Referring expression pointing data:
::::
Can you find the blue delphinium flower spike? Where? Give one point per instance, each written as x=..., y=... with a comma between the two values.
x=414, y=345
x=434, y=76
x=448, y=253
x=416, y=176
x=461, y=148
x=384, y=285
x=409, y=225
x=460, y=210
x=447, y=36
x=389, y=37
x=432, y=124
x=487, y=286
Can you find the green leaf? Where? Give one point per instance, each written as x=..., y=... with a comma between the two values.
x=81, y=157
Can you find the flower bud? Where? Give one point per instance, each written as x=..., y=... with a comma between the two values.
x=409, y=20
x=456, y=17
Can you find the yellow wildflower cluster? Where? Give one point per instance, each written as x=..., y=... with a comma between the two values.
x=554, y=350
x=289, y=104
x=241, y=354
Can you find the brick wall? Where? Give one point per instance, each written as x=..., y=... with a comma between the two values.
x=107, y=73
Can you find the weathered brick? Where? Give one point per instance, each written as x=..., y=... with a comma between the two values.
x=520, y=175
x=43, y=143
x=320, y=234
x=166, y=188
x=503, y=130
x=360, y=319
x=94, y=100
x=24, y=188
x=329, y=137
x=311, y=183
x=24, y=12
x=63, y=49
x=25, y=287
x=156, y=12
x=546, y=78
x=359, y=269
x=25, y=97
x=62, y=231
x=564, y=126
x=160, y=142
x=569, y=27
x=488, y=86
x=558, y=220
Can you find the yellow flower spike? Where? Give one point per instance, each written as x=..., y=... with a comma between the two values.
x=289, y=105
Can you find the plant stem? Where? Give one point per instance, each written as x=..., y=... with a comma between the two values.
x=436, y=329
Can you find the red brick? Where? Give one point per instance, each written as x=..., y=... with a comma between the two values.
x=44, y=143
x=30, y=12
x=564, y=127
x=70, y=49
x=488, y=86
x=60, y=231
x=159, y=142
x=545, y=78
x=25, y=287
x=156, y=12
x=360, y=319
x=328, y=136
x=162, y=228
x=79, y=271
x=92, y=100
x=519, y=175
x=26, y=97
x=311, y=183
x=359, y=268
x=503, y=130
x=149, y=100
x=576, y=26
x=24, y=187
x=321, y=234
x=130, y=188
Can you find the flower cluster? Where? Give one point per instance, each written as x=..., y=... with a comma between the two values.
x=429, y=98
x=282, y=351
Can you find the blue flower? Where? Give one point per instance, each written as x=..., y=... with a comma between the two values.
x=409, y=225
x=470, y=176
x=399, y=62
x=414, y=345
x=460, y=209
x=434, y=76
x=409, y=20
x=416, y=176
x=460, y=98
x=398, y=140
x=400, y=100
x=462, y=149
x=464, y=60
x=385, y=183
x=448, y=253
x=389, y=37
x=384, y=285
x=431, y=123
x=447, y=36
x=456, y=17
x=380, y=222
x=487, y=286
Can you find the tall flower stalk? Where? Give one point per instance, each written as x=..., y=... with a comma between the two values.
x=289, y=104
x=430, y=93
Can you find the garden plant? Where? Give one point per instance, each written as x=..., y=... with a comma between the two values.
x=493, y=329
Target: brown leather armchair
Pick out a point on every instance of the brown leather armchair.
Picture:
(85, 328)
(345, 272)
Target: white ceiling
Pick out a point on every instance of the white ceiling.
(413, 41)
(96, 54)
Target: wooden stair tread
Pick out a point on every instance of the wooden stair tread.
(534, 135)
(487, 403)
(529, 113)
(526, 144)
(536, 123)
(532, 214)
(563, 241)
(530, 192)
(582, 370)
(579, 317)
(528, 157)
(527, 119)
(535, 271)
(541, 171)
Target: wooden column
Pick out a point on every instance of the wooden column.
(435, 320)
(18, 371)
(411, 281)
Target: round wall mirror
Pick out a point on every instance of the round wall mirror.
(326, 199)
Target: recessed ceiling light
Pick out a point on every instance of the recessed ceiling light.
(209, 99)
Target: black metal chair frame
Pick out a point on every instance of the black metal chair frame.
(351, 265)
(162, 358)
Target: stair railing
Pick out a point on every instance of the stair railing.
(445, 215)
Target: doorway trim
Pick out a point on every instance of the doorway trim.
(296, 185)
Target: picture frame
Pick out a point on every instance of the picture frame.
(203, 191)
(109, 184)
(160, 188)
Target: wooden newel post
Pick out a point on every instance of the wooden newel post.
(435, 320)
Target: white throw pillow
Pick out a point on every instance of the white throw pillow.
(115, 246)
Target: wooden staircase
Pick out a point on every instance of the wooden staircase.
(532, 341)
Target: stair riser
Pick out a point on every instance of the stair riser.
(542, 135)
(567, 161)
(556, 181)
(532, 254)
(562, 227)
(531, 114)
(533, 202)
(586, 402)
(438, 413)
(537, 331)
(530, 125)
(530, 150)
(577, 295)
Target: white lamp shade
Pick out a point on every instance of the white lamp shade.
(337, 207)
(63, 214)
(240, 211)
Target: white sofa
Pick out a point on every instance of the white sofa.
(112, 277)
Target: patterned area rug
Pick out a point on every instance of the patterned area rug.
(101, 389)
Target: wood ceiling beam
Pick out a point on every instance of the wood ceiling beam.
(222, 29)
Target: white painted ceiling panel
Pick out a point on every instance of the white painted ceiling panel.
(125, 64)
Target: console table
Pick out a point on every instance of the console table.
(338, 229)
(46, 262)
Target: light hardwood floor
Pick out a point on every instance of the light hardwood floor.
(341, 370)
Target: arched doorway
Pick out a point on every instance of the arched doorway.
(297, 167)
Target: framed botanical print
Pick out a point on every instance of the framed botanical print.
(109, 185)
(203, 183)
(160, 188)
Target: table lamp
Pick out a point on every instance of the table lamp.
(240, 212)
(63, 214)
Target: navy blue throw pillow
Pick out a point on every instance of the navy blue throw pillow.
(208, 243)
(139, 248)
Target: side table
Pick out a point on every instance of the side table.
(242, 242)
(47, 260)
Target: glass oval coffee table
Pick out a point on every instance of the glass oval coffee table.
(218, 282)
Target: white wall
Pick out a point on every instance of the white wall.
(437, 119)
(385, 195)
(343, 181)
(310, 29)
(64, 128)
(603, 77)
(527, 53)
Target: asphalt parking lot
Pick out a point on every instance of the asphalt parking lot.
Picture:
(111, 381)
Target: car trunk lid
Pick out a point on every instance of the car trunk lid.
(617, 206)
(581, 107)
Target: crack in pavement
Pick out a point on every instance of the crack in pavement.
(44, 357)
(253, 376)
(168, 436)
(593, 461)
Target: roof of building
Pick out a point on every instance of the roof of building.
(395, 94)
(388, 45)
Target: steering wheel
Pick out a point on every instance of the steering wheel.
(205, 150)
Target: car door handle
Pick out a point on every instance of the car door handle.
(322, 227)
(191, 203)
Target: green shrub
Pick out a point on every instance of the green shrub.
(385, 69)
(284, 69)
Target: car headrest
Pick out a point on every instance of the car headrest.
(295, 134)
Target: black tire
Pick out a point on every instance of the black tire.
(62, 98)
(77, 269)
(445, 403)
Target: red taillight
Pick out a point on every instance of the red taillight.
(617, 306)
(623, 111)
::::
TASK ITEM:
Retype the records above exactly as they appear.

ANSWER TO THE EXERCISE:
Can you find the blue delphinium flower spike? Where? Give one point per instance, each written as x=..., y=... with a comma between the two values.
x=414, y=345
x=434, y=76
x=448, y=253
x=416, y=176
x=461, y=148
x=384, y=285
x=409, y=225
x=460, y=210
x=447, y=36
x=389, y=37
x=432, y=124
x=487, y=286
Can you find the green leaf? Where? Give one point per instance, each written as x=..., y=... with a comma between the two values.
x=81, y=157
Can you find the flower bud? Where? Give one point per instance, each written as x=..., y=... with a comma between the two values.
x=409, y=20
x=456, y=17
Can you find the yellow wildflower cluster? Where? Give one point per instance, each written as x=..., y=... with a comma between the two values.
x=554, y=350
x=289, y=104
x=241, y=354
Can you find the brick wall? Where? Give one point per instance, each written as x=..., y=... with a comma between the two values.
x=107, y=73
Can you find the weathered brick? Where? Give one point per instance, each written as x=..., y=... with a comma between the two values.
x=520, y=175
x=43, y=143
x=320, y=234
x=166, y=188
x=503, y=130
x=360, y=319
x=94, y=100
x=24, y=188
x=329, y=137
x=311, y=183
x=24, y=12
x=63, y=49
x=25, y=287
x=156, y=12
x=546, y=78
x=359, y=269
x=25, y=97
x=62, y=231
x=564, y=126
x=160, y=142
x=569, y=27
x=488, y=86
x=558, y=220
Can you find the yellow flower spike? Where? Give one point per instance, each written as x=..., y=... with a comma between the two values.
x=289, y=105
Can you find the plant stem? Where? Give one point per instance, each written as x=..., y=... with a comma between the two values.
x=436, y=329
Can you find the red brick? Where? Give one point per instance, each written as x=..., y=... with a comma between the two values.
x=44, y=143
x=30, y=12
x=564, y=127
x=70, y=49
x=488, y=86
x=60, y=231
x=159, y=142
x=545, y=78
x=25, y=287
x=156, y=12
x=360, y=319
x=328, y=136
x=162, y=228
x=79, y=271
x=92, y=100
x=519, y=175
x=26, y=97
x=311, y=183
x=359, y=268
x=503, y=130
x=149, y=100
x=576, y=26
x=24, y=187
x=321, y=234
x=130, y=188
Can you find the flower cluster? Where? Give one point per instance, each written as x=..., y=... with a comma between the two values.
x=429, y=98
x=282, y=351
Can you find the blue flower? Where? Give one point per instance, each written as x=..., y=... with a comma between the two values.
x=409, y=225
x=470, y=176
x=399, y=62
x=414, y=345
x=460, y=209
x=434, y=76
x=409, y=20
x=416, y=176
x=460, y=98
x=398, y=140
x=400, y=100
x=462, y=149
x=464, y=60
x=385, y=183
x=448, y=253
x=389, y=37
x=384, y=285
x=431, y=123
x=447, y=36
x=456, y=17
x=380, y=222
x=487, y=286
Can you find the tall flower stalk? Where? Give one point per instance, each written as x=..., y=... with a comma between the two values.
x=289, y=104
x=430, y=93
Can you find the garden plant? Where? Give one point per instance, each written as x=..., y=... with a comma between the two values.
x=493, y=329
Target: brown leather armchair
Pick out a point on every instance of the brown leather armchair.
Picture:
(85, 328)
(345, 272)
Target: white ceiling
Pick out a point on every instance of the white ceiling.
(413, 41)
(96, 54)
Target: wooden stair tread
Pick out a point on every instance of the wooden stair tread.
(534, 135)
(487, 403)
(529, 113)
(526, 144)
(536, 123)
(532, 214)
(563, 241)
(530, 192)
(582, 370)
(579, 317)
(528, 157)
(527, 119)
(535, 271)
(541, 171)
Target: wooden column
Pick out a point on every instance of the wooden column.
(435, 320)
(18, 371)
(411, 281)
Target: round wall mirror
Pick out a point on every instance of the round wall mirror.
(326, 199)
Target: recessed ceiling light
Pick out a point on every instance of the recessed ceiling light.
(209, 99)
Target: black metal chair frame
Pick out a point on every instance of the black metal chair frame.
(351, 265)
(162, 358)
Target: stair railing
Pick out a point on every instance of the stair railing.
(445, 215)
Target: doorway trim
Pick out a point on every instance of the doorway trim.
(296, 185)
Target: picture frame
Pick out a point on every instance of the picture frame.
(203, 191)
(109, 184)
(160, 188)
Target: wooden newel post
Pick out a point on every instance of the wooden newel post.
(435, 320)
Target: white throw pillow
Pick out a point on every instance of the white throw pillow.
(115, 246)
Target: wooden staircase
Pick out a point on every instance of the wooden staircase.
(532, 341)
Target: stair riser
Pick out a point on every instance of the stair riser.
(542, 135)
(567, 161)
(556, 181)
(532, 254)
(562, 227)
(531, 114)
(533, 202)
(586, 402)
(438, 413)
(537, 331)
(530, 125)
(530, 150)
(577, 295)
Target: white lamp shade
Pick out a point on every instance of the white lamp shade.
(337, 207)
(63, 214)
(240, 211)
Target: white sofa
Pick out a point on every instance of the white sofa.
(112, 277)
Target: patterned area rug
Pick out a point on every instance of the patterned area rug.
(101, 389)
Target: wood ceiling beam
Pick out a point on every instance of the wood ceiling beam.
(222, 29)
Target: white painted ceiling panel
Pick out a point on every instance of the white painted ceiling panel.
(125, 64)
Target: console table
Pick out a point on every instance of the console table.
(338, 229)
(46, 262)
Target: light hardwood floor
Pick out a point on every instance of the light hardwood floor.
(341, 370)
Target: arched doorway
Pick out a point on every instance of the arched doorway.
(297, 167)
Target: framed botanical print
Pick out a point on every instance of the framed botanical print.
(109, 185)
(203, 183)
(160, 188)
Target: table lamp
Pick out a point on every instance of the table lamp.
(240, 212)
(63, 214)
Target: navy blue throw pillow
Pick out a point on every instance of the navy blue throw pillow.
(208, 243)
(139, 248)
Target: side table
Pick out a point on every instance of the side table.
(242, 242)
(47, 260)
Target: glass oval coffee table
Pick out a point on every instance of the glass oval coffee table.
(218, 282)
Target: white wall
Pick out a point on every instance of the white wall.
(437, 119)
(385, 195)
(343, 181)
(310, 29)
(64, 128)
(603, 77)
(527, 53)
Target: asphalt parking lot
Pick out a point on every instance of the asphalt parking lot.
Picture:
(111, 381)
Target: car trunk lid
Pick out a point on every instance of the car trunk lid.
(617, 206)
(581, 107)
Target: crack in pavement
Pick out a point on every instance of the crack in pavement.
(44, 357)
(253, 376)
(168, 436)
(593, 461)
Target: roof of building
Pick out a point on every instance of the roof of building.
(395, 94)
(388, 45)
Target: steering wheel
Pick out a point on every instance of the steering wheel.
(205, 150)
Target: car door handle
Pick out a point on every instance of the car door handle.
(322, 227)
(191, 203)
Target: green shrub
Pick out a point on every instance of the green shrub.
(385, 69)
(284, 69)
Target: car headrest
Pick out a point on every instance of the car headrest.
(295, 134)
Target: black tire
Pick out a point on every instance of the black tire.
(62, 98)
(77, 269)
(445, 403)
Target: red taillight
Pick out a point on every instance of the red taillight.
(617, 306)
(623, 111)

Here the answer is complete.